- [Work to be completed]
Decide whether each statement below agrees with the lesson on DBMS architecture, answering yes or no and quoting the lesson's deciding words. 1. The query followed through the course filters on salary greater than 75000. 2. Optimization is covered in week 9. 3. At the top of the stack, the input is a raw SQL string that arrives over a socket.

- [Supplied text]
◇ ◇ ◇ ◇ ◇ ◇ ◇

Field Guide / Part I · Foundations / Week 01
Query layer

DBMS architecture: the life of a query

You type one short SELECT and rows come back. In between, a multi-user server has to decide who runs, turn a string into a plan, find bytes on a disk, and walk the answer back up. This lesson is the map of that journey, and the map every later week points back to.

By the end you can

  • Name the five components of a relational engine and say what each one does for one query.
  • Trace the query processing pipeline from a SQL string down to disk and back up, naming the artifact each stage produces.
  • Explain why a database is a server, not a library: admission control, workers, and the process-versus-thread fork.
  • Contrast how PostgreSQL and SQLite execute the same query, and place every later week on this map.

The whole course chases one query and one transaction through the engine. Here is the query, and it will reappear in every lesson from here on:

SELECT name FROM emp WHERE salary > 75000 ORDER BY name;

This is week 1, the top of the stack. Nothing is handed to us from above: a raw SQL string arrives over a socket from a client. What this layer hands down is also a string, but now to a specific worker process or thread that has been admitted to run, with the relational query processor ready to compile it. Everything below (parsing in week 8, optimization in week 11, execution in week 9, indexes in week 6, the buffer pool in week 4, and storage in week 2) is a layer this lesson names but does not yet open. If at any point a later topic feels like an island, come back here and find it on the slab.

Intuition

Think of an airport gate. A passenger asks for the flight manifest. A gate agent does not pull the wires out of the terminal; the request flows through a counter that knows who you are, a supervisor who decides whether there is staff free to handle it now, a clerk who reads the request and fetches the right records, and the answer comes back the same way it went in. A database is built the same way: layered handlers, each with one job, and the answer "unwinds the stack" back to you. The survey that grounds this lesson opens with exactly this gate-agent story.

◇ ◇ ◇ ◇ ◇ ◇ ◇

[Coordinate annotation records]
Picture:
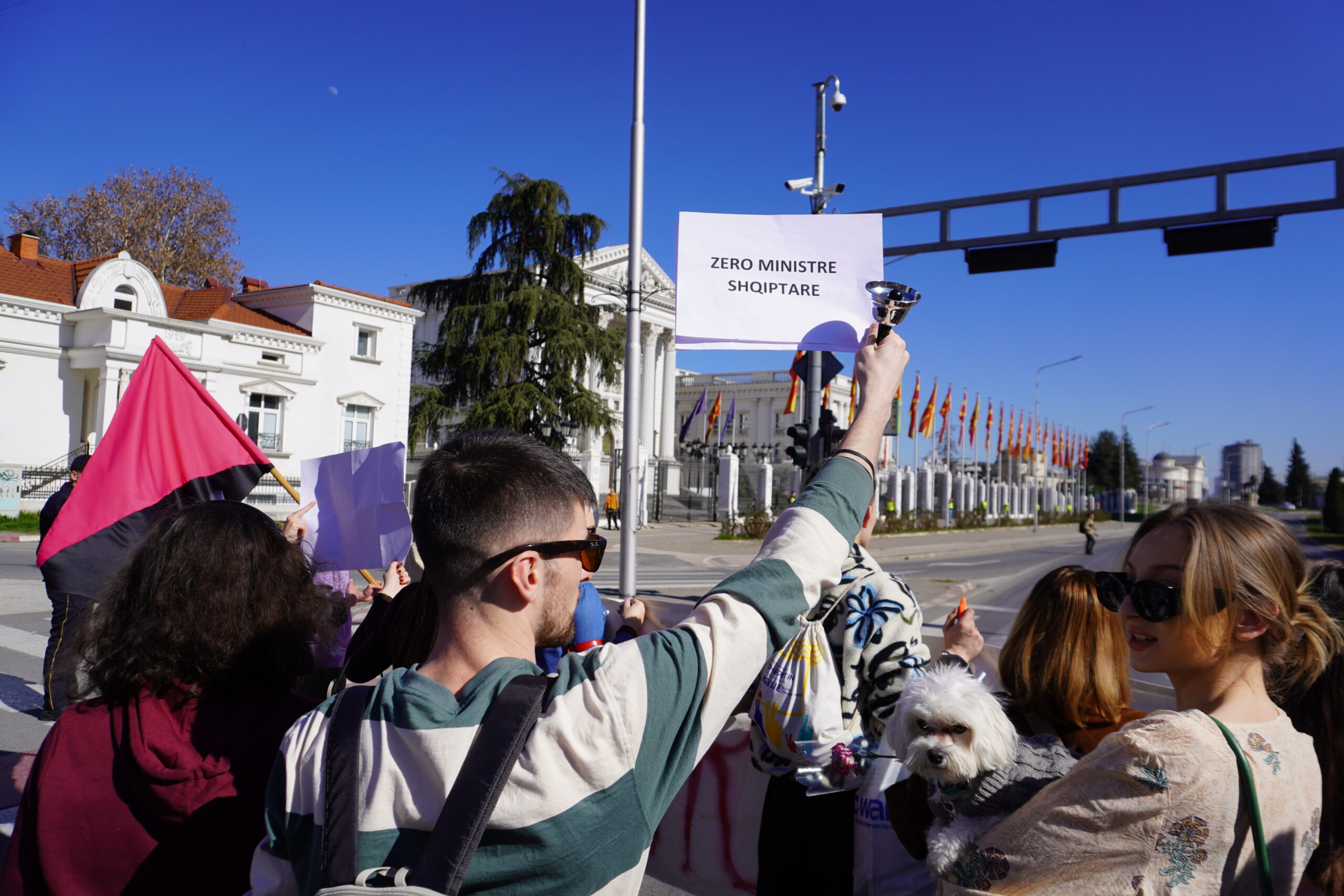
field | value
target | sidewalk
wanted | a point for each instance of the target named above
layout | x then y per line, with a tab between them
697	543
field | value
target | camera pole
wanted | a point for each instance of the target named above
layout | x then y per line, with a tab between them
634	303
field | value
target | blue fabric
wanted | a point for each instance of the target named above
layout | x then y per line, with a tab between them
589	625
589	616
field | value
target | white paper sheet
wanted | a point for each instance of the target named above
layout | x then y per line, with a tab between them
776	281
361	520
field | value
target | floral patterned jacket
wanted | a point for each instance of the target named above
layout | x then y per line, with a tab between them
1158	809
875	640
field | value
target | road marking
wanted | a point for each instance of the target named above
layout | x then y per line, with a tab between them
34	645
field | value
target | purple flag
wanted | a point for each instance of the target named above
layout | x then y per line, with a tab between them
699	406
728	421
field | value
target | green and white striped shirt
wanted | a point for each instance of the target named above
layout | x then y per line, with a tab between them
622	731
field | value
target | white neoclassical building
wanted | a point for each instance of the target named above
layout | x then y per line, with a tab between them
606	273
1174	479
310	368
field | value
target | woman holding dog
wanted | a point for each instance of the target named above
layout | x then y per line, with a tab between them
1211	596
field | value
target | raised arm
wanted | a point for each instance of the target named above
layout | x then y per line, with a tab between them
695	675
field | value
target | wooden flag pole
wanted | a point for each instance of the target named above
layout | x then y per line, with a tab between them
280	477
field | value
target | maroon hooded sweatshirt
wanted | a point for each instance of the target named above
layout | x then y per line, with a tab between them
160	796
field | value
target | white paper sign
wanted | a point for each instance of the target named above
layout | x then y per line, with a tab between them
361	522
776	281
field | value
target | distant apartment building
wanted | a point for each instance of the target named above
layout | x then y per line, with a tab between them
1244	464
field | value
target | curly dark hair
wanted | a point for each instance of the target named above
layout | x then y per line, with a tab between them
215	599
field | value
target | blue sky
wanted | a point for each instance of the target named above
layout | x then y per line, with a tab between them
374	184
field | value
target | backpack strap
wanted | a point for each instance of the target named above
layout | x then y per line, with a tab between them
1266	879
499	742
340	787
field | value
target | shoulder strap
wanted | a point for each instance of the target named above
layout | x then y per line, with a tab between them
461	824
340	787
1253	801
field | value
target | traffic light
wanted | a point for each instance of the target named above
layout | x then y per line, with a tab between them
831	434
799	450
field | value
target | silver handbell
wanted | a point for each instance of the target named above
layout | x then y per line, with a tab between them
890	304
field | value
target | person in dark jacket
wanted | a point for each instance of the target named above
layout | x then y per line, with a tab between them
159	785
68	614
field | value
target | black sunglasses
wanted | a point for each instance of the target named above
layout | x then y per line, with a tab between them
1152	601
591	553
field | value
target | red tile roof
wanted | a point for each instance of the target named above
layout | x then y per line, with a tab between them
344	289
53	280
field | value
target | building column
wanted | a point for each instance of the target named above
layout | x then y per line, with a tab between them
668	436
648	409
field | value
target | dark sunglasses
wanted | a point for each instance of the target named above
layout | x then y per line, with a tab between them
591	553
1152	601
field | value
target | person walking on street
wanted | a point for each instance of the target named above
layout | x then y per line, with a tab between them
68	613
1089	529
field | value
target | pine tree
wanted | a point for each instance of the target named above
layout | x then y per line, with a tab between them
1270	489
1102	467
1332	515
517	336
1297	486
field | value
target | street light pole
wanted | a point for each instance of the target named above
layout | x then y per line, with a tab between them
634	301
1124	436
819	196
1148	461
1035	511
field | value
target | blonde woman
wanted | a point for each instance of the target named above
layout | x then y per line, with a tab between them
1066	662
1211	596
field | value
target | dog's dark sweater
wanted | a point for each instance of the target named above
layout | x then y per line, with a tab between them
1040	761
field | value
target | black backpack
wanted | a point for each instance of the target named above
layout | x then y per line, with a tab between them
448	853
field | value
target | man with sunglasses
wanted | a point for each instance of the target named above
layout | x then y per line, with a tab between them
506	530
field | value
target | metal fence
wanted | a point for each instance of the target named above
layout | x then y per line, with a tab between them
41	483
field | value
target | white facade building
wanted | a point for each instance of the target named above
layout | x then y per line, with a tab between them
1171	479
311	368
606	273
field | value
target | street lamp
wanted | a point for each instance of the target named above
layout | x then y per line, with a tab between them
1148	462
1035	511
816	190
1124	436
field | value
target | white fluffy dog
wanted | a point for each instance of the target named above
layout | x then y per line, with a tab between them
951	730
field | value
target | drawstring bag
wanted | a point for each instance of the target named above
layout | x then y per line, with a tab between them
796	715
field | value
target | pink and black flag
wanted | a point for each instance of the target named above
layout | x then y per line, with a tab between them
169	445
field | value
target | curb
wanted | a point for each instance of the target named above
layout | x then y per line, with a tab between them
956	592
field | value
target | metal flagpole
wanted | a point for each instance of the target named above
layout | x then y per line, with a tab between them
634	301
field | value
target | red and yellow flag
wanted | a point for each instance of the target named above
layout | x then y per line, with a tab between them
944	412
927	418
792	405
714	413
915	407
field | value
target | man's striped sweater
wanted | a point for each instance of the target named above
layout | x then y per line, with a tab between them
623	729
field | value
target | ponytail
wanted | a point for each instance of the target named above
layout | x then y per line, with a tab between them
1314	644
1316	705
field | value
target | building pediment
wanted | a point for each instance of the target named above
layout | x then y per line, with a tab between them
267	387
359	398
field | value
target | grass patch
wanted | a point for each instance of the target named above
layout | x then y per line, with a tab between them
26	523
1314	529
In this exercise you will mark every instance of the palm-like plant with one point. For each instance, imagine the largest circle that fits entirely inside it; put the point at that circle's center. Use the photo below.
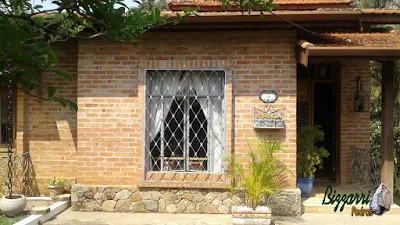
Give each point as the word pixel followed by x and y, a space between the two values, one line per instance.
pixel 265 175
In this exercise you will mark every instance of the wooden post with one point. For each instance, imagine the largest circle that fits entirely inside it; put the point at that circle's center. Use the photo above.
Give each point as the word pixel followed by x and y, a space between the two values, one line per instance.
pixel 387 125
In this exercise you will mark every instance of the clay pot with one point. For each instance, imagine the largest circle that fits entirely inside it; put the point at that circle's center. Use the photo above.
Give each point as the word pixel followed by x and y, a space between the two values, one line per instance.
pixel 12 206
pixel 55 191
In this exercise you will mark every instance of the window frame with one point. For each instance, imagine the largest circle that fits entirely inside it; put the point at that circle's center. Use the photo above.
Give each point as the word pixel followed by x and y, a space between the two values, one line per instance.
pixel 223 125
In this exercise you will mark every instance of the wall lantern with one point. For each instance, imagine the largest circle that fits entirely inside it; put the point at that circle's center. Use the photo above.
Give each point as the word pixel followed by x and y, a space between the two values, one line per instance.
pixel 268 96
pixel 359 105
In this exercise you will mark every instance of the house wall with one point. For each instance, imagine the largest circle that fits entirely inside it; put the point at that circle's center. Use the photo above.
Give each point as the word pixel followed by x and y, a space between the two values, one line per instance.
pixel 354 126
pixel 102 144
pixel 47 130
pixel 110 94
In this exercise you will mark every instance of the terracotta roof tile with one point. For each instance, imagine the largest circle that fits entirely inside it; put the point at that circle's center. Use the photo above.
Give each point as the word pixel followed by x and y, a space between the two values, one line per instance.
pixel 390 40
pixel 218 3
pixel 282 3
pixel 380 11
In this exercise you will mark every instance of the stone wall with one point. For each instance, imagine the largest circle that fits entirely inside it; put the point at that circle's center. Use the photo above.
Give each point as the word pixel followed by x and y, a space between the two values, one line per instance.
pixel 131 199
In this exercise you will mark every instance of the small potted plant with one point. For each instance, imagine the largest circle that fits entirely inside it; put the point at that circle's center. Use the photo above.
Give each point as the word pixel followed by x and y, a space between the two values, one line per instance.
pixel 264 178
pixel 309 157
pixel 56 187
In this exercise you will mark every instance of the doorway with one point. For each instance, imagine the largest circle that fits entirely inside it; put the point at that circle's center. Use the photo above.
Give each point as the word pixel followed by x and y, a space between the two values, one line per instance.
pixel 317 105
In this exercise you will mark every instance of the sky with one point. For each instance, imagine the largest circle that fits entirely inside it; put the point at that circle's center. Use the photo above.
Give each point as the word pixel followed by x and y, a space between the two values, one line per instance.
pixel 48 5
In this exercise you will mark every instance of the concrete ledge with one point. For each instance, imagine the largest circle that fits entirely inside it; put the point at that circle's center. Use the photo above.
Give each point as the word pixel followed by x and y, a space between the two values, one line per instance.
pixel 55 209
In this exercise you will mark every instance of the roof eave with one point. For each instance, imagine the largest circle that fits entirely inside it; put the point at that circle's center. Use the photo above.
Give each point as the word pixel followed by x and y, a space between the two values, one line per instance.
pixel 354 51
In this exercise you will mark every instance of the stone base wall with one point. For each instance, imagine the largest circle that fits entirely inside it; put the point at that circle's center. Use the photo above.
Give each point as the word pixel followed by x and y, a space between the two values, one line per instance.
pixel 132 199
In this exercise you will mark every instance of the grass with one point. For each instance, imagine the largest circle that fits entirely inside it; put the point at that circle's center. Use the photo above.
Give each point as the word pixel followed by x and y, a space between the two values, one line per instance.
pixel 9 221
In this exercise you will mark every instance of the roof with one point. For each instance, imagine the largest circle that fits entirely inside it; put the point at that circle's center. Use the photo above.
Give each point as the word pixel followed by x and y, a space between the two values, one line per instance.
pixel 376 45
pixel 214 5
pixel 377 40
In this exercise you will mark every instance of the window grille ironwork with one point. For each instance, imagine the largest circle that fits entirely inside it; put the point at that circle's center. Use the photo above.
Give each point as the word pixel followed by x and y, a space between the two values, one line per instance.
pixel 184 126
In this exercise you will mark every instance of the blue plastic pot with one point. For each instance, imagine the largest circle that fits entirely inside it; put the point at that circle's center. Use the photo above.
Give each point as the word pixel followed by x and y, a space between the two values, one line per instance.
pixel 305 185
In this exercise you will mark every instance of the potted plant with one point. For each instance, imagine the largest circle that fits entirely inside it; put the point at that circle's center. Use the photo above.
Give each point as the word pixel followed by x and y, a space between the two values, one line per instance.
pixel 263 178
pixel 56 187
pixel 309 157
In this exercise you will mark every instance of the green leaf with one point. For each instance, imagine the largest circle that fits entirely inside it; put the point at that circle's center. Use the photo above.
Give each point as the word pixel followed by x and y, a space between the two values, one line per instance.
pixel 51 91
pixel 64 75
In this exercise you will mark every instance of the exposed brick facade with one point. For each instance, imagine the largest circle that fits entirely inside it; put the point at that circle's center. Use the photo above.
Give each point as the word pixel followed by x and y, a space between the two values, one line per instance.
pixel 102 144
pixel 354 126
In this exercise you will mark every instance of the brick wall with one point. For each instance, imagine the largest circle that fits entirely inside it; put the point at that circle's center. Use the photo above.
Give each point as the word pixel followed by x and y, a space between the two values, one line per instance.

◇ ◇ ◇ ◇ ◇ ◇ ◇

- [The output]
1. Yes: "SELECT name FROM emp WHERE salary > 75000 ORDER BY name;"
2. No: "optimization in week 11, execution in week 9"
3. Yes: "a raw SQL string arrives over a socket from a client"